YOUR GOAL >> Please copy the listing from the line with "Batch processing job — object class: handshake." up to and including the line with "208 264 470 519", substituting "tight" for "snug" and leaving everything else unchanged.
= = = = =
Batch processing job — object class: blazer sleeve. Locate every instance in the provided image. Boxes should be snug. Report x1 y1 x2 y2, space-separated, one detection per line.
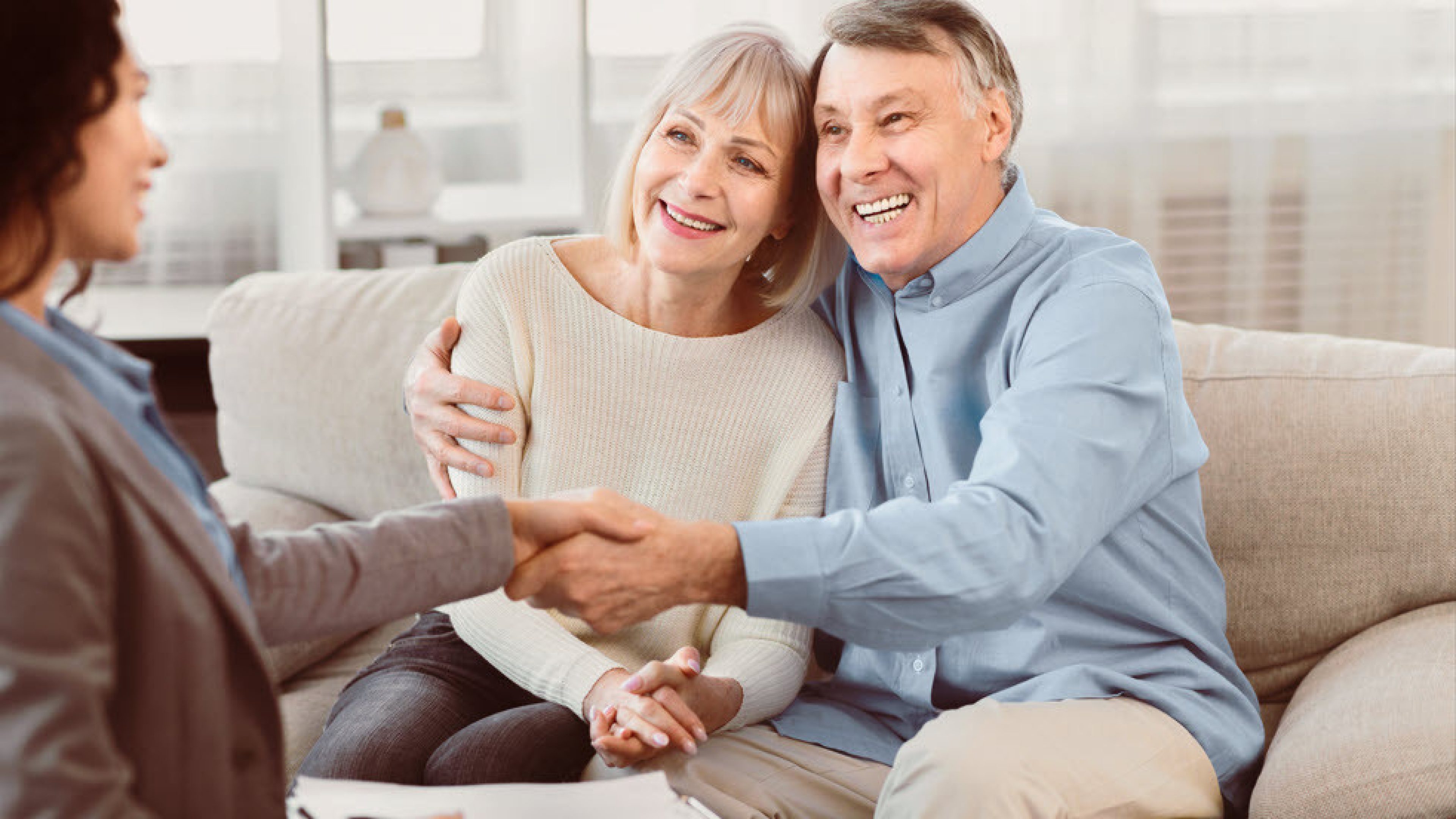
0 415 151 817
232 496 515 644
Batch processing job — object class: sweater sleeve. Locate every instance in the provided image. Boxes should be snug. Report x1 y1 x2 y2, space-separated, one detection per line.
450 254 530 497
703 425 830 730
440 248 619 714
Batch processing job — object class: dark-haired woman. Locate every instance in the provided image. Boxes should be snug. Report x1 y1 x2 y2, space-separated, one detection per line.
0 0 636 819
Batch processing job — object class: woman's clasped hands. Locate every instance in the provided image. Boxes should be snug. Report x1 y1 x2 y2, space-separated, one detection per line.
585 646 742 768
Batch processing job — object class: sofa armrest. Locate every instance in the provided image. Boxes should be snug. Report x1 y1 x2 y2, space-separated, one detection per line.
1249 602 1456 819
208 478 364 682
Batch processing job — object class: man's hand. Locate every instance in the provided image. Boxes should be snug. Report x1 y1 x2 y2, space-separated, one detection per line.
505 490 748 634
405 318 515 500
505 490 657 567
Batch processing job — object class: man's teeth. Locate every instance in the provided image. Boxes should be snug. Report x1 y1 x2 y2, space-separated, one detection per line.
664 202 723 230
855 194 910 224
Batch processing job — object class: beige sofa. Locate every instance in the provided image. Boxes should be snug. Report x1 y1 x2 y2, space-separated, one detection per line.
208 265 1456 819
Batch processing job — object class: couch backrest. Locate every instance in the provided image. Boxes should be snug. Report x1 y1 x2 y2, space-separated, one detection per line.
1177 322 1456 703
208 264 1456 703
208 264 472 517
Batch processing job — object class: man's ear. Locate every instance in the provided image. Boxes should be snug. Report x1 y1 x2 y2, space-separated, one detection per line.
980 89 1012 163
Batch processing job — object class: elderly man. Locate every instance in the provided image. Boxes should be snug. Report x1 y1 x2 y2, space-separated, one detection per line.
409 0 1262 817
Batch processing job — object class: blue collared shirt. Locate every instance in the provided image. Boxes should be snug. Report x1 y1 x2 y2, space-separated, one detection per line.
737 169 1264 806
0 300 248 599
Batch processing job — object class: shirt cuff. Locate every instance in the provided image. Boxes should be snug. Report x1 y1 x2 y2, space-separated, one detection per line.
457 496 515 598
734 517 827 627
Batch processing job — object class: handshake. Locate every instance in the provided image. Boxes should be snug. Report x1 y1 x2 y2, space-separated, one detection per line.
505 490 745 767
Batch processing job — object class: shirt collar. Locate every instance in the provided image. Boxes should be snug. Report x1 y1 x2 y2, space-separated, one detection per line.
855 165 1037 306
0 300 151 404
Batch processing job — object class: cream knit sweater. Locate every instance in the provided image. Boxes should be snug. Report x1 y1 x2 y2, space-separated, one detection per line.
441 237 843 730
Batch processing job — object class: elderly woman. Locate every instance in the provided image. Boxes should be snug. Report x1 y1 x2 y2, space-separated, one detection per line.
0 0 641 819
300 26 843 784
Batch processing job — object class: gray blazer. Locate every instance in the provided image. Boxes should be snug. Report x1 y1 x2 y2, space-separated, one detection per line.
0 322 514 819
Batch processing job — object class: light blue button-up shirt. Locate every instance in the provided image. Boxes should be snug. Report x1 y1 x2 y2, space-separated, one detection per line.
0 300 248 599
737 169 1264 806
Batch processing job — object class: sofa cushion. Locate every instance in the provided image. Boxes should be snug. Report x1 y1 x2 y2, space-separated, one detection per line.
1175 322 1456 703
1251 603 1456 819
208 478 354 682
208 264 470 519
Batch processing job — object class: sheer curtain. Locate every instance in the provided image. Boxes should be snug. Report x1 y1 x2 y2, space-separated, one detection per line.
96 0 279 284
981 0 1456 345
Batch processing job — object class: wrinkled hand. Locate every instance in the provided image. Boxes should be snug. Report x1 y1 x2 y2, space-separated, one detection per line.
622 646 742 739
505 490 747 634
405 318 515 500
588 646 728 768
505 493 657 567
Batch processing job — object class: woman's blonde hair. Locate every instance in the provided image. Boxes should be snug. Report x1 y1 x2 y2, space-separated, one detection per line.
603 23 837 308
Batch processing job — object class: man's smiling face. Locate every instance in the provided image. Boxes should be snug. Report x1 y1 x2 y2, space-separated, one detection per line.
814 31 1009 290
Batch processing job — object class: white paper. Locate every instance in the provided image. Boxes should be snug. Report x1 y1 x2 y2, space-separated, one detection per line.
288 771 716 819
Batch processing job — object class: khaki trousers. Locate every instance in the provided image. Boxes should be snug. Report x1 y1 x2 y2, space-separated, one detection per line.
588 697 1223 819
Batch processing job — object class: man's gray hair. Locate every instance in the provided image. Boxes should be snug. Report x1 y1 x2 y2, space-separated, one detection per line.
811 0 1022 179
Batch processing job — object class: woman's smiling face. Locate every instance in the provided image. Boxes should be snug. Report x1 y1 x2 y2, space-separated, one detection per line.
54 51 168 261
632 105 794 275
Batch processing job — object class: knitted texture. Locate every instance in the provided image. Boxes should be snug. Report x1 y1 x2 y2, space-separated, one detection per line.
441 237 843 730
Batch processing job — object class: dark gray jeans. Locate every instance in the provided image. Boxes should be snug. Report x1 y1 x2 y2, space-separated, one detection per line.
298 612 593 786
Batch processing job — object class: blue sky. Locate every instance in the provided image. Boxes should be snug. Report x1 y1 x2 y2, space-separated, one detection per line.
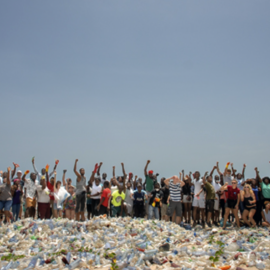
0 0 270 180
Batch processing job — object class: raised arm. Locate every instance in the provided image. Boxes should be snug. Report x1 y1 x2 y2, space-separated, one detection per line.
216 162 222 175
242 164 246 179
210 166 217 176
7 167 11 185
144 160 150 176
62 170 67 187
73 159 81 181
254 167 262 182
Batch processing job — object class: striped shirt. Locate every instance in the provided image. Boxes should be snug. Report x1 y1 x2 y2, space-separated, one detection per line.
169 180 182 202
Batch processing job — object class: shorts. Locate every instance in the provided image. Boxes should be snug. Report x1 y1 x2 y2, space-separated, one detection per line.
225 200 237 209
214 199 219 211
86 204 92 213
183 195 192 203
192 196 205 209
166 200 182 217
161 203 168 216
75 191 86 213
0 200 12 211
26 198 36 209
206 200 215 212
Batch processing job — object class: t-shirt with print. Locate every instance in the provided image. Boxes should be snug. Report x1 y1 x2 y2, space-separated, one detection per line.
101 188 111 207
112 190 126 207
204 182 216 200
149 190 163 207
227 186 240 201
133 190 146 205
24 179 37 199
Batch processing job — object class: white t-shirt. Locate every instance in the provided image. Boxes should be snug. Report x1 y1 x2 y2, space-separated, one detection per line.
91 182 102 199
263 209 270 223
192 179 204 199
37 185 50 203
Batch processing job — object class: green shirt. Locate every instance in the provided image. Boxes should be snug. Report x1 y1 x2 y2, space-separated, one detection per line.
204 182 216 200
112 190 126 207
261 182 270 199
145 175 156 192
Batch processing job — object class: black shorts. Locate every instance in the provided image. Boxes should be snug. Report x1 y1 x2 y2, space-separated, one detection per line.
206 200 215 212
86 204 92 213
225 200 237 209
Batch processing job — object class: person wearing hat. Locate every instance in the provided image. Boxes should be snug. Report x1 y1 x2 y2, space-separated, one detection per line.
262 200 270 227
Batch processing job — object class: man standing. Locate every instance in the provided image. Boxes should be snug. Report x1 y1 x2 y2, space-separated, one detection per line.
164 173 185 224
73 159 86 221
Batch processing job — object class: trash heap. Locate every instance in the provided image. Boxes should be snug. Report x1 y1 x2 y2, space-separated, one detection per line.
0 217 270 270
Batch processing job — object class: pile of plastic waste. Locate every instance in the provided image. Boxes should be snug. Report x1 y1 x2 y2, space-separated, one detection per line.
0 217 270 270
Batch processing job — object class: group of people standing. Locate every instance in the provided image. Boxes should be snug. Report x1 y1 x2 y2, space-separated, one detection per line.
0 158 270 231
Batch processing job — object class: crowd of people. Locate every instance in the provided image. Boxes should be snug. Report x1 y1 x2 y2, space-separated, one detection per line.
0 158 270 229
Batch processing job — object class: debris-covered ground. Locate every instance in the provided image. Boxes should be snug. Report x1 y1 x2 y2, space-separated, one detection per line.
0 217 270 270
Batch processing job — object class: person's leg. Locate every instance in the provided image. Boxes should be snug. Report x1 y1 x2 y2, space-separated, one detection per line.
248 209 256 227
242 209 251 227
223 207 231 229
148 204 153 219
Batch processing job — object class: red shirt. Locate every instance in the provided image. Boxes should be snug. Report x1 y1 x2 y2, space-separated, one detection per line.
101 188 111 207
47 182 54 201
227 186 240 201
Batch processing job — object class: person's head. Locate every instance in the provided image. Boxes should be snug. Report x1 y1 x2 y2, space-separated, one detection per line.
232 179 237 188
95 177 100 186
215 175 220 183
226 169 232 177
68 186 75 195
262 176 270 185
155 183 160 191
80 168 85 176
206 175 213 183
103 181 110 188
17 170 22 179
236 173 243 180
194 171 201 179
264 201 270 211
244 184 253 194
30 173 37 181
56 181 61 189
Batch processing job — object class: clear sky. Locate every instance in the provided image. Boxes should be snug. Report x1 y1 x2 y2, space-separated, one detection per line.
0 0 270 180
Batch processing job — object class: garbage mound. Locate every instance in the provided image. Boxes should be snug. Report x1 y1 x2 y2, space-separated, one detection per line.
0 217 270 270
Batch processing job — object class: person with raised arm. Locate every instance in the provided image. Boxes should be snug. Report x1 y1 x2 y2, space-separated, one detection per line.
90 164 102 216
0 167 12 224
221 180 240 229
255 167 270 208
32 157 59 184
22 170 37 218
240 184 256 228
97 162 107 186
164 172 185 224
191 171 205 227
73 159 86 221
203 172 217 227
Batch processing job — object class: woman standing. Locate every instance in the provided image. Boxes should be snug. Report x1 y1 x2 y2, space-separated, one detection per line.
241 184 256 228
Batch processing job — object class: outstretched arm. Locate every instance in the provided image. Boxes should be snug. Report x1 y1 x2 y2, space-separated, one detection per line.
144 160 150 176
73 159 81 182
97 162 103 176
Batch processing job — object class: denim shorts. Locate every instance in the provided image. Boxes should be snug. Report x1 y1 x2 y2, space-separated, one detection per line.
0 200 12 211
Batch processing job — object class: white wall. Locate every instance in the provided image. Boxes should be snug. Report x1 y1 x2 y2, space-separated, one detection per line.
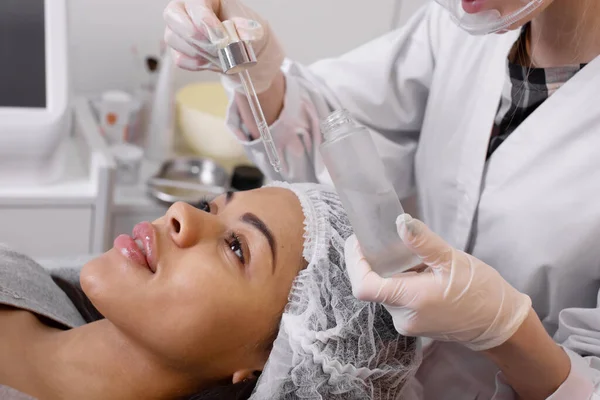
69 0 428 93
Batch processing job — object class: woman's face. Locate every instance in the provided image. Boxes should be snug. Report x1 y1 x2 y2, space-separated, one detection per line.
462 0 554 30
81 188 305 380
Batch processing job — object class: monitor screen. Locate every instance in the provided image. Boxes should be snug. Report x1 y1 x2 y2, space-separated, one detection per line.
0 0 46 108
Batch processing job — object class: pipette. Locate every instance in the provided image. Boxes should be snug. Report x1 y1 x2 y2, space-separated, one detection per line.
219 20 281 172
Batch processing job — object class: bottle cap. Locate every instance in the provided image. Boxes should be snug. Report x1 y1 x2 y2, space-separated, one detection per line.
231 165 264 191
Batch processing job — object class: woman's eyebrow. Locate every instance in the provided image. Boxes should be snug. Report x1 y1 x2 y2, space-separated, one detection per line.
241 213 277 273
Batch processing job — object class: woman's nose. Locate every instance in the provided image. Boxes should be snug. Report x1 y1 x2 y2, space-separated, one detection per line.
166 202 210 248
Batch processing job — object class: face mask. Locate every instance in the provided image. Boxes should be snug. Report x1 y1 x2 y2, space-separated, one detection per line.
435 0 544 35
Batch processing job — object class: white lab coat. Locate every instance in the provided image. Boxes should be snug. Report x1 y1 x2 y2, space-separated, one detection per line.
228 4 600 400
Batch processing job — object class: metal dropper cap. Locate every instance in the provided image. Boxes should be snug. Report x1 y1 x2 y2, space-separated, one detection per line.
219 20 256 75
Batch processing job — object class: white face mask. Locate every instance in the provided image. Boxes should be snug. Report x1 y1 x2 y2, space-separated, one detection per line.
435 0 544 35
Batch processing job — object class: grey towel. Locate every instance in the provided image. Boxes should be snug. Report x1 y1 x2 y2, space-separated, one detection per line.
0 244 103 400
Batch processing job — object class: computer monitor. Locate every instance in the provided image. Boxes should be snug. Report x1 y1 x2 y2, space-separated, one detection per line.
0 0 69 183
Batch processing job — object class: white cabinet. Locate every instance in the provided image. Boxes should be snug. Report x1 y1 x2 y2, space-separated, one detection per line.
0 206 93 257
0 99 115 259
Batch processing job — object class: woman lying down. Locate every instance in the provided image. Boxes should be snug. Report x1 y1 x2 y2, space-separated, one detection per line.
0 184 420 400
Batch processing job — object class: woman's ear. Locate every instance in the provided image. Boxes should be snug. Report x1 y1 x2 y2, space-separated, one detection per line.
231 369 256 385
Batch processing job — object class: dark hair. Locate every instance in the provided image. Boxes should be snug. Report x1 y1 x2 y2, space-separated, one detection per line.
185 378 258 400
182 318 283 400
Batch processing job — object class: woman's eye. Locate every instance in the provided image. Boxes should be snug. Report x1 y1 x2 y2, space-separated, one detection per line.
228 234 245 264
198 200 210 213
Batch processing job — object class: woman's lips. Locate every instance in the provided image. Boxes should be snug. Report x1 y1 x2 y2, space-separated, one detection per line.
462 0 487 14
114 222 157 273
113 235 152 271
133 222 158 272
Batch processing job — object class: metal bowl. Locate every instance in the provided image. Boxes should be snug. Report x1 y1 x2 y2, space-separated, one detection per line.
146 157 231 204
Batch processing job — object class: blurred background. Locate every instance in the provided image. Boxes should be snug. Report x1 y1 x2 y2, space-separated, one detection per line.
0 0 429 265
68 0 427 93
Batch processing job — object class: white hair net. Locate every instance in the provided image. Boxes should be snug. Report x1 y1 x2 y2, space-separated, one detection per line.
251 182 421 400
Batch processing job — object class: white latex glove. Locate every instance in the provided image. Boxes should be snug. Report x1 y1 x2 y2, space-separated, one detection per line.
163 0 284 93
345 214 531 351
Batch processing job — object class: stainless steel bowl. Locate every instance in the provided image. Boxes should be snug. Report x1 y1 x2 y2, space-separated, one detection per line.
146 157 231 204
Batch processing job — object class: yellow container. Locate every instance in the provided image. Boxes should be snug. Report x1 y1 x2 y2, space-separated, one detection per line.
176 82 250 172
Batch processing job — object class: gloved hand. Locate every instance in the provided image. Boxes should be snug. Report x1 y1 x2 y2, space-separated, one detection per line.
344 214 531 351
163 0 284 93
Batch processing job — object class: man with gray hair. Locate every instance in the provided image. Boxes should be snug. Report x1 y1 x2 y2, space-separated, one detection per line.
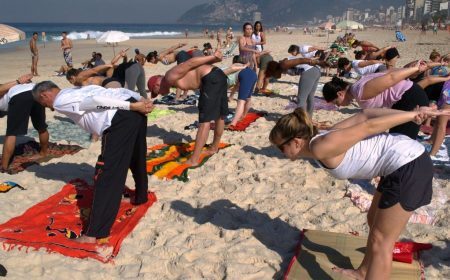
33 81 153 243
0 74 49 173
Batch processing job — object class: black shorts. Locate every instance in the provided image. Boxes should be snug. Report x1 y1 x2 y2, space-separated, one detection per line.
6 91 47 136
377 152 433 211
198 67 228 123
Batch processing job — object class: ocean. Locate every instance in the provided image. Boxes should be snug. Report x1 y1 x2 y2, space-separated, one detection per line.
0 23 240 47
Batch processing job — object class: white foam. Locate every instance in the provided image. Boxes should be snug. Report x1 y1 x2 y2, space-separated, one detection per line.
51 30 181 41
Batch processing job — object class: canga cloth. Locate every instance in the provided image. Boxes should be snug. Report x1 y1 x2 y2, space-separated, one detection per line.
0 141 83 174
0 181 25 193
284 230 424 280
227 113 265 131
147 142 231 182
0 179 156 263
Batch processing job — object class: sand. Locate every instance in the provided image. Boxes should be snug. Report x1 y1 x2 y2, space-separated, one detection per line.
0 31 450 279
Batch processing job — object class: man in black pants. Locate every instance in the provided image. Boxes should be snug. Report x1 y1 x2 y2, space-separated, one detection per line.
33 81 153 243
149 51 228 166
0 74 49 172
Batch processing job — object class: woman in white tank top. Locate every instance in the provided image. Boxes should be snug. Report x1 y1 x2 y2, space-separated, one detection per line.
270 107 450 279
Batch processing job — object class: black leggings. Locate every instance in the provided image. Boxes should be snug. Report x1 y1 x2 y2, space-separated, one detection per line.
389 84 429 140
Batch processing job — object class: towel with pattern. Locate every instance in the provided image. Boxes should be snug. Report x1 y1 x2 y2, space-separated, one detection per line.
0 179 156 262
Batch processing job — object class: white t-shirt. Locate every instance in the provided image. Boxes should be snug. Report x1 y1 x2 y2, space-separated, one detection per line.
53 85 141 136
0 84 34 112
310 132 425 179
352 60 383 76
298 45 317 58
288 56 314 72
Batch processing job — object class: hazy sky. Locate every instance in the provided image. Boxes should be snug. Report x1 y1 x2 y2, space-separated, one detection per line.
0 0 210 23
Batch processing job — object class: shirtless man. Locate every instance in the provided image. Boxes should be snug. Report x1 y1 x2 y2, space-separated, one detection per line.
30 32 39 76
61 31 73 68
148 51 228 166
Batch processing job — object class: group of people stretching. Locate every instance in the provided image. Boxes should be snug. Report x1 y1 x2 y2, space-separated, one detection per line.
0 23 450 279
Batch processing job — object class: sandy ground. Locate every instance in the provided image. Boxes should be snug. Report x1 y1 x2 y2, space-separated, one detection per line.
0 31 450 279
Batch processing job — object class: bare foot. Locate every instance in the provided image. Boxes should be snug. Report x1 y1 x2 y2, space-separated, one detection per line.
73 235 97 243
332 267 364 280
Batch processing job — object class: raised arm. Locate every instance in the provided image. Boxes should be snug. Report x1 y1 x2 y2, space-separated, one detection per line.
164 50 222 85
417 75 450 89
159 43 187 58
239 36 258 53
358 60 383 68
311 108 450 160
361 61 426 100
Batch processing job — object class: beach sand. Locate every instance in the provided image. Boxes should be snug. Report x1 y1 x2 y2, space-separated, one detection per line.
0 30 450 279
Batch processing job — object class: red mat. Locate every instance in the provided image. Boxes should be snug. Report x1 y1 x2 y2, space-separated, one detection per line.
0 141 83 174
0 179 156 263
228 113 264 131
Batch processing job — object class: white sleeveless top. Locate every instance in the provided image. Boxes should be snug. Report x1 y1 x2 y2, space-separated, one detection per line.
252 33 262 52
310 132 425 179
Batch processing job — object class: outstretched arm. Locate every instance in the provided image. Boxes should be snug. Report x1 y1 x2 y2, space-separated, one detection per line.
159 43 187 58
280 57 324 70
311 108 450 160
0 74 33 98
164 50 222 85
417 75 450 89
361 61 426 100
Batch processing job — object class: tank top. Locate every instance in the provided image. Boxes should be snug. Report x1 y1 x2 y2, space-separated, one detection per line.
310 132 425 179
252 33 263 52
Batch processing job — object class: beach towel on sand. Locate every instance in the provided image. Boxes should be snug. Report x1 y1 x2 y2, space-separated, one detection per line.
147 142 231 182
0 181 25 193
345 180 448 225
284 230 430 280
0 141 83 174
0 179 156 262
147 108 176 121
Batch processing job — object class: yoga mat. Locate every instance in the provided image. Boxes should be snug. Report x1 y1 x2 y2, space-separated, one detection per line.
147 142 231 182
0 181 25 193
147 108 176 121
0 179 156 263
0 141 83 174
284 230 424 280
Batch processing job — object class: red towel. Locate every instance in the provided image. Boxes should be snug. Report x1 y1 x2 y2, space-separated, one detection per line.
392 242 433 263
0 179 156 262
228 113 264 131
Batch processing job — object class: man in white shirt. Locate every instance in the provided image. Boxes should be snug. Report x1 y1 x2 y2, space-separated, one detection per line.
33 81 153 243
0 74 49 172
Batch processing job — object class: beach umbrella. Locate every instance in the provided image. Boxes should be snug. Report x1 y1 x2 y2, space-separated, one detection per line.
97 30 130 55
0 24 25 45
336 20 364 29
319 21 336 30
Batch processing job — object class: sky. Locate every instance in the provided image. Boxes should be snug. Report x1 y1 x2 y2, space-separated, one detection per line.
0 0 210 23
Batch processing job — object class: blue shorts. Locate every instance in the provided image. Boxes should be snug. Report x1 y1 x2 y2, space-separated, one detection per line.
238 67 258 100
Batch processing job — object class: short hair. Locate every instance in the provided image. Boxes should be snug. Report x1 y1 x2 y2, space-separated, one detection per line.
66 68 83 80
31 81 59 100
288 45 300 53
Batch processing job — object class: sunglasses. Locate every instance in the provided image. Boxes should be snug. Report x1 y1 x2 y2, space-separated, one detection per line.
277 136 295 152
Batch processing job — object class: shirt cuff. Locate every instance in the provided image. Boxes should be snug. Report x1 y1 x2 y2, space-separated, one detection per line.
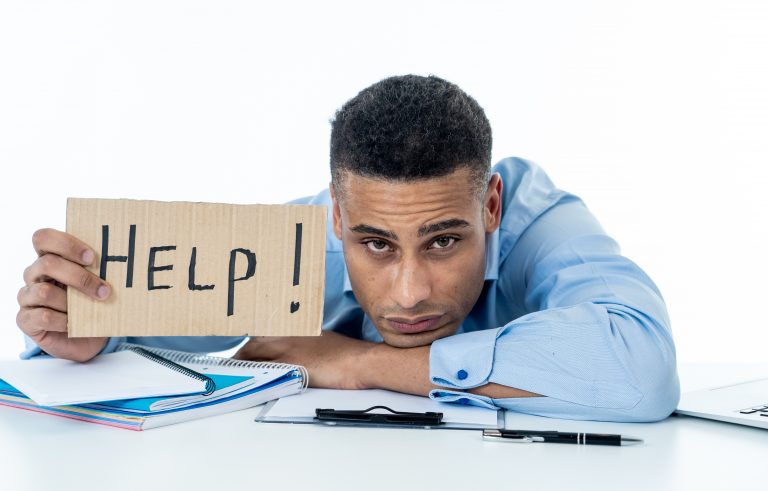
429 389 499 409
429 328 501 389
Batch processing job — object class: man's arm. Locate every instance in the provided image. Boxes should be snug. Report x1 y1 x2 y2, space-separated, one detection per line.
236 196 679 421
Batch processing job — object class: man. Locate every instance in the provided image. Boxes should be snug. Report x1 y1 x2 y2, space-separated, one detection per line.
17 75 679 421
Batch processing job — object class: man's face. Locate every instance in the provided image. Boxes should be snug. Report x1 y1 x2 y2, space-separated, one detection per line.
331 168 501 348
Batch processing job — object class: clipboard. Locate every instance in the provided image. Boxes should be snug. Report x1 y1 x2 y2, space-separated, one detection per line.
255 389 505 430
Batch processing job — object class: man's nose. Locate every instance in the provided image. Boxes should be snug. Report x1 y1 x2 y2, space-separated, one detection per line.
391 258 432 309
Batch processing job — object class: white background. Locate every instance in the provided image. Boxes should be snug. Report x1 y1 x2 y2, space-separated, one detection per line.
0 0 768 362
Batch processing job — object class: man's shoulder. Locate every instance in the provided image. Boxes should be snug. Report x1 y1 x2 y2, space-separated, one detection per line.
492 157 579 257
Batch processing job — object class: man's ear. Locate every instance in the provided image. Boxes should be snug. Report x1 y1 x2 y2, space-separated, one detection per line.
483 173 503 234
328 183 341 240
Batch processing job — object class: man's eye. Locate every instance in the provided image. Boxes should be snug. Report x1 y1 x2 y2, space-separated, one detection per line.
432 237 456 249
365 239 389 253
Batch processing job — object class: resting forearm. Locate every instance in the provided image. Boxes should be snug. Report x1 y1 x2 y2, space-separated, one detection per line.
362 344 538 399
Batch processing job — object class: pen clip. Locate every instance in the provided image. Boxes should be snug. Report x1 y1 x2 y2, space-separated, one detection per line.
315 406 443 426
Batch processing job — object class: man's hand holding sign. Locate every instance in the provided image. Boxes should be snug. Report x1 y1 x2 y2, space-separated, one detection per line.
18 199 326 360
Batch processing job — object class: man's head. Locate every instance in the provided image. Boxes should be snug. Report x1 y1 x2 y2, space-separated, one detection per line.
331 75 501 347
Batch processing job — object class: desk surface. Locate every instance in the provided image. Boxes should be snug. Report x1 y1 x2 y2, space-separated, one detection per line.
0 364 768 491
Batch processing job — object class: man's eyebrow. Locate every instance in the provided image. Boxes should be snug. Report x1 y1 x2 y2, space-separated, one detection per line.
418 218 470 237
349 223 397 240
= = = = =
TASK ANSWER >>
Batch processing job — object class: handshake. Locate every instance in the provided image. Boxes should be tight. Report x1 y1 x2 y2, space-separated, one detection per line.
505 490 745 767
Batch processing job — object class: shirt collar. Locate every instance in the provided image. Boxes should be tight. Report x1 y1 x2 y2, space-separated, one detection per line.
855 165 1037 306
0 300 151 404
Batch processing job — object class: cream knit sweater. Locate every instance in the provided image. Boxes should be tight. Report x1 y1 x2 y2, space-separated, one detection per line.
441 237 843 730
Batch processing job — object class: elderly woman. Locate every instance in the provided image. Boxes should be tight. Report x1 y1 x2 y2, space-separated, one detection per line.
0 0 641 819
300 26 843 784
Batch processing job — object class: gray blazer. Locate every instance in the provided image. Boxes should be tight. Report x1 y1 x2 y2, space-separated, one detection per line.
0 322 514 819
Batch processing job — object class: light blue button-up shirt. Locate every instance in the provided image. Boxes should be tight. Report x1 y1 x2 y2, space-separated, one detection per line.
0 300 248 599
737 169 1264 806
Batch processing job — object class: sofa cushion. Locate every instance in the provided image. Boxes should be tight. Report x1 y1 x2 y2, space-separated, one detection per line.
1175 322 1456 703
1251 603 1456 819
208 478 354 682
208 264 470 519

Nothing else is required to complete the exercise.